[Start Selection]

Described as one of the foremost authorities on Steampunk GD Falksen has been one of the strongest proponents of the steampunk movement. As a fiction writer and blogger, not to mention he looks amazing in Steampunk costumes, Mr. Falksen has been a go to guy for all things Steampunk. So I was terribly excited when he agreed to take time out of his busy schedule and talk about the fashion of Steampunk.
(CN) First and foremost can you introduce yourself?
(G. D. Falksen) My name is G. D. Falksen. I am the author of several books and short stories, including The Ouroboros Cycle series and a forthcoming YA book being released by Soho Teen in 2016.
(CN) Can you define Steampunk Fashion for our readers?
(G. D. Falksen) Steampunk fashion is simply fashion inspired by steampunk fiction and the steampunk aesthetic, essentially the sort of thing that you might find someone wearing in a steampunk novel or film. It’s a diverse and varied style that combines the elegance of the 19th century with tremendous creativity and imagination.
(CN) Since Steampunk Fashion is based off of Victorian élan does the variety of Victorian fashion across the world fit in (ie. The American West during the Victorian era, Asian acculturation during the time period) or does the fashion have to be based upon British/European Victoriana?
(G. D. Falksen) High Victorian styles are often the most seen in steampunk (which is likely the result of late 19th century Britain’s visibility in our modern popular culture), but in fact steampunk and steampunk fashion draw upon influences from the whole of the 19th century (and the 20th century up to the First World War) and from the entire world during that time period. Historically, the technological advancements of the period allowed for an unprecedented level of interaction between people across the world, and logically the even greater level of technology in steampunk would only increase this. In short, any culture or civilization that existed during the 19th century has an equal and valid role to play in steampunk fiction and fashion.
(CN) Aside from the obvious are there any stand out differences between women’s and men’s Steampunk fashions? Are these differences due to the historical time frame constraints or has the fact that Steampunk is a modern fashion trend created other differences/or lack thereof?

[End Selection]
[Start Data excerpts]

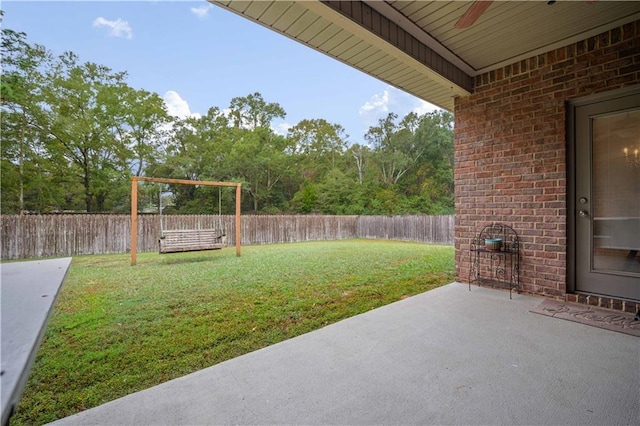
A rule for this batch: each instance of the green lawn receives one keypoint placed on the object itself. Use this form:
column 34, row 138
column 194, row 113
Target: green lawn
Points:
column 117, row 329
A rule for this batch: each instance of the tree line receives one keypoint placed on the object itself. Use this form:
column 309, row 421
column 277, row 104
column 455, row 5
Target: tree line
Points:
column 74, row 133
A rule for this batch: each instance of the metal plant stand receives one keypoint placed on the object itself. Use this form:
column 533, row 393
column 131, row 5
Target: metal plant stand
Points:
column 495, row 257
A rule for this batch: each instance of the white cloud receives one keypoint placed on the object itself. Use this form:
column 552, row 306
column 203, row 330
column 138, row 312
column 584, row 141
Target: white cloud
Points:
column 378, row 103
column 201, row 11
column 281, row 128
column 178, row 107
column 117, row 28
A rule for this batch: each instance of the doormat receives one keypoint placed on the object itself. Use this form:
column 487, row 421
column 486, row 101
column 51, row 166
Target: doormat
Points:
column 616, row 321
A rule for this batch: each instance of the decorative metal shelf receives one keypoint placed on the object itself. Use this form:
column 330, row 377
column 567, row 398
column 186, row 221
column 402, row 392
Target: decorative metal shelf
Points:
column 498, row 266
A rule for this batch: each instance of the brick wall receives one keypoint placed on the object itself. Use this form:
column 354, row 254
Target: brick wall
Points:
column 511, row 161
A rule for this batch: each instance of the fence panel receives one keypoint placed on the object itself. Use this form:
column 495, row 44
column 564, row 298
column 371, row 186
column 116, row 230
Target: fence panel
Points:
column 35, row 236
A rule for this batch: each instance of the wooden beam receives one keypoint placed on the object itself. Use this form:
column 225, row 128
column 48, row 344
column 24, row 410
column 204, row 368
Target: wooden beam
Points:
column 184, row 181
column 238, row 204
column 134, row 205
column 134, row 220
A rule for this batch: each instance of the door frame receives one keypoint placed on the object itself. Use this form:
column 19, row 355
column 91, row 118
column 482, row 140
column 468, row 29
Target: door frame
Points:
column 571, row 107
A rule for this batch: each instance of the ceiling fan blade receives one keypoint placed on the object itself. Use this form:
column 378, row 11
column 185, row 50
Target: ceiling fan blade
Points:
column 473, row 13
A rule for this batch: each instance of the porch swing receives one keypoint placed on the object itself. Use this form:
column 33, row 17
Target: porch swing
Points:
column 184, row 240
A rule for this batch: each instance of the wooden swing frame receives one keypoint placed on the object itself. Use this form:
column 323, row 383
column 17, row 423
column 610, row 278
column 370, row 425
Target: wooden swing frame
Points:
column 134, row 206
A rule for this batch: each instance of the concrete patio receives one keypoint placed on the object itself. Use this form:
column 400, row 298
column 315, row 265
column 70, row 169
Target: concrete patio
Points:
column 448, row 356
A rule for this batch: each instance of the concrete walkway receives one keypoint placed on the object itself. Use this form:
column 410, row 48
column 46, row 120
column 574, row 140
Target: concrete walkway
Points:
column 448, row 356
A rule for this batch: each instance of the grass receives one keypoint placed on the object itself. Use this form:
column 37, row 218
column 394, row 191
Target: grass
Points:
column 118, row 329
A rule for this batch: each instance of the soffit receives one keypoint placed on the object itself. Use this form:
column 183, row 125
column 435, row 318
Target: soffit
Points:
column 506, row 32
column 509, row 31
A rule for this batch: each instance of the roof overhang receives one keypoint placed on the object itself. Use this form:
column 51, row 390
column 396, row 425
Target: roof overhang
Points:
column 414, row 45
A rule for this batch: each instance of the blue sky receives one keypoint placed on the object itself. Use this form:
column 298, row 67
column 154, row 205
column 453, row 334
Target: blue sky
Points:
column 196, row 56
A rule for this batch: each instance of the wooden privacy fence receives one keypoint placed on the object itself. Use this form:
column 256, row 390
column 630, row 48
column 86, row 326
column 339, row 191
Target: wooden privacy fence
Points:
column 34, row 236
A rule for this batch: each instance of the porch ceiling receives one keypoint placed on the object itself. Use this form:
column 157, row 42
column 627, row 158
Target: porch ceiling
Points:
column 414, row 45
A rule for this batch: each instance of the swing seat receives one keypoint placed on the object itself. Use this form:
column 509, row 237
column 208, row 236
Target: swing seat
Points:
column 182, row 240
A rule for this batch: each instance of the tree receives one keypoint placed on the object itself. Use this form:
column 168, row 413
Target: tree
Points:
column 21, row 123
column 84, row 103
column 252, row 112
column 143, row 126
column 317, row 146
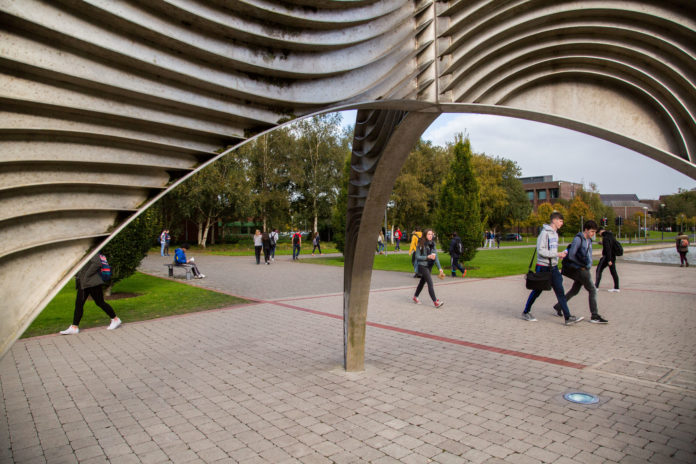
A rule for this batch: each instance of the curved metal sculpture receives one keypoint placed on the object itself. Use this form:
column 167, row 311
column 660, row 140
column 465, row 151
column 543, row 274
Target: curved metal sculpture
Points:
column 107, row 105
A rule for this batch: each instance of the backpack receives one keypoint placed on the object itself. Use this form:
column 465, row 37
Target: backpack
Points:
column 105, row 269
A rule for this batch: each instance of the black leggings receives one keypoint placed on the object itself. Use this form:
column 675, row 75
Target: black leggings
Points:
column 97, row 294
column 426, row 278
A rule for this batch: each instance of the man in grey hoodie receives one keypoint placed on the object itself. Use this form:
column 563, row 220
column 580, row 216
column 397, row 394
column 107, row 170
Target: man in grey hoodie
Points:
column 580, row 262
column 547, row 261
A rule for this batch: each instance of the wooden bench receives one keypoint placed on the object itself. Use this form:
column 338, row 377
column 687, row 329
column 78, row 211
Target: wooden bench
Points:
column 187, row 267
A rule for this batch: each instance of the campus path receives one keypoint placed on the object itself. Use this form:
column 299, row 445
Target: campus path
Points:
column 263, row 382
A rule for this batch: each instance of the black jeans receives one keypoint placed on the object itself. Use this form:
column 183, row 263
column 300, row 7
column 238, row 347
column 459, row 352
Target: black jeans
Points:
column 455, row 264
column 426, row 278
column 556, row 284
column 97, row 294
column 603, row 263
column 582, row 278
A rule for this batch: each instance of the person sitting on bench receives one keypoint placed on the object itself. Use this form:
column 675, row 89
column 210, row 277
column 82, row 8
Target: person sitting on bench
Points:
column 180, row 259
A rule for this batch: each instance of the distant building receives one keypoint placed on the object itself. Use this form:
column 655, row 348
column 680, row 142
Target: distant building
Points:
column 543, row 189
column 627, row 204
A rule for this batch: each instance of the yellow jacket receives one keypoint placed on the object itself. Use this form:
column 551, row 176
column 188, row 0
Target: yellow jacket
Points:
column 414, row 242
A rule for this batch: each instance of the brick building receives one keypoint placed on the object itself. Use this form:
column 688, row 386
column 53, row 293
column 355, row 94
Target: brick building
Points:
column 628, row 205
column 543, row 189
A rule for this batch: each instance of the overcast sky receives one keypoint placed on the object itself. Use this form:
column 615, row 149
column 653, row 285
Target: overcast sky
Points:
column 541, row 149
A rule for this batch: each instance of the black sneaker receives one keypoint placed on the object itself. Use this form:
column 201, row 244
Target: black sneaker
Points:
column 597, row 319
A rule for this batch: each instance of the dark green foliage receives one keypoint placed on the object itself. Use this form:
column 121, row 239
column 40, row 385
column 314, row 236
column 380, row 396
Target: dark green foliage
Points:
column 459, row 206
column 339, row 210
column 127, row 249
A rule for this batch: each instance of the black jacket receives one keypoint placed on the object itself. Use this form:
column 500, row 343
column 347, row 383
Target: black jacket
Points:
column 454, row 250
column 608, row 246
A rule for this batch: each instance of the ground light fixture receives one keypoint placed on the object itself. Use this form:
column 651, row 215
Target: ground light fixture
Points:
column 581, row 398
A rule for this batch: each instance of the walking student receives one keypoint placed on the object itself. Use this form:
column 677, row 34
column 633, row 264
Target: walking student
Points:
column 88, row 282
column 608, row 259
column 258, row 245
column 547, row 261
column 415, row 237
column 456, row 249
column 266, row 244
column 316, row 243
column 296, row 245
column 426, row 257
column 683, row 249
column 580, row 261
column 274, row 241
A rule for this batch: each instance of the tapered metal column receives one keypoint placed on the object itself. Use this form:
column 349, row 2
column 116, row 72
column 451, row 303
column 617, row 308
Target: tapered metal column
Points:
column 382, row 141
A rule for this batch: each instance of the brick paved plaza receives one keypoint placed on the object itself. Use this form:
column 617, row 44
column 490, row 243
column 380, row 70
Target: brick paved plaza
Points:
column 264, row 382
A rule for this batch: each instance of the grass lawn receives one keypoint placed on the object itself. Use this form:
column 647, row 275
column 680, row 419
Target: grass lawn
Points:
column 155, row 298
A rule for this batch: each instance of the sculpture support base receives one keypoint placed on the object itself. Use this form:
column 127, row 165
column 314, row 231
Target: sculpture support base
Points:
column 382, row 141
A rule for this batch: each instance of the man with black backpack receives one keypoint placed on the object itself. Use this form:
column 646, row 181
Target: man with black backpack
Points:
column 579, row 260
column 456, row 250
column 89, row 281
column 610, row 247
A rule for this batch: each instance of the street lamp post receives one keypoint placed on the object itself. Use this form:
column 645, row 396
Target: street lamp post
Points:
column 662, row 220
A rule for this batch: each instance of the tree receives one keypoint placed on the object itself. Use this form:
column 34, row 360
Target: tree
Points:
column 317, row 165
column 503, row 198
column 459, row 204
column 578, row 212
column 266, row 162
column 128, row 248
column 217, row 189
column 417, row 189
column 340, row 209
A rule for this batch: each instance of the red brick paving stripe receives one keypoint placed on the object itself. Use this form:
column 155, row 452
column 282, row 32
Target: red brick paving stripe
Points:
column 454, row 341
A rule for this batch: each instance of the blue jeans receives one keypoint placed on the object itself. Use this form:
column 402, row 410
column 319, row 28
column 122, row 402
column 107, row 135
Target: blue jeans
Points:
column 556, row 284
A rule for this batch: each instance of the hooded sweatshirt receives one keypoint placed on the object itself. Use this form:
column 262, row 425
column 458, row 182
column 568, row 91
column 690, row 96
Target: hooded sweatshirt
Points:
column 547, row 246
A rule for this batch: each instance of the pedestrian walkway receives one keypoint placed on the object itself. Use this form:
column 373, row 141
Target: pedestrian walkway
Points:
column 264, row 383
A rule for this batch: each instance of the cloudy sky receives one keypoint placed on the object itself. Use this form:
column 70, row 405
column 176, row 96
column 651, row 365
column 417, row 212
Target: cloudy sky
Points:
column 541, row 149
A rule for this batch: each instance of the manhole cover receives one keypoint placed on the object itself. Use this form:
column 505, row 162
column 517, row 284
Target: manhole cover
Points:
column 581, row 398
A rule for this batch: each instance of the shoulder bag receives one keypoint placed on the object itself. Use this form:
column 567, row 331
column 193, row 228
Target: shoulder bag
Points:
column 537, row 280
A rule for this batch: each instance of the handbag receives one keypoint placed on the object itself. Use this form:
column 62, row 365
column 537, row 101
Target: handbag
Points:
column 537, row 280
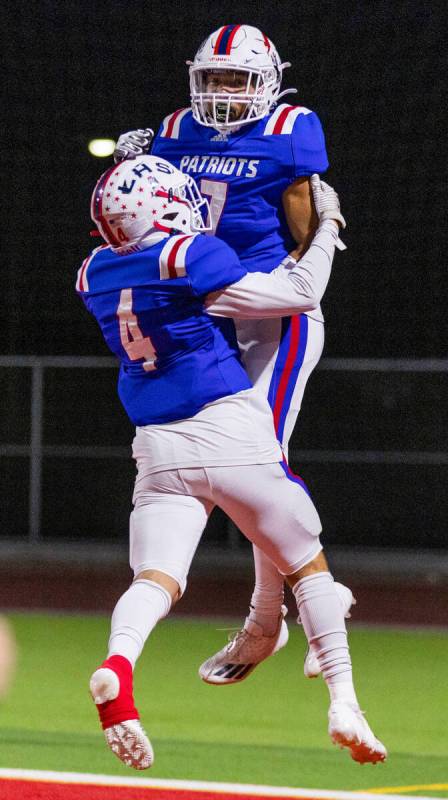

[End Data excerpts]

Instructions to follow: In the steampunk fashion interview, which publisher is releasing G. D. Falksen's forthcoming YA book, and in what year?

Response to this exercise: Soho Teen, in 2016.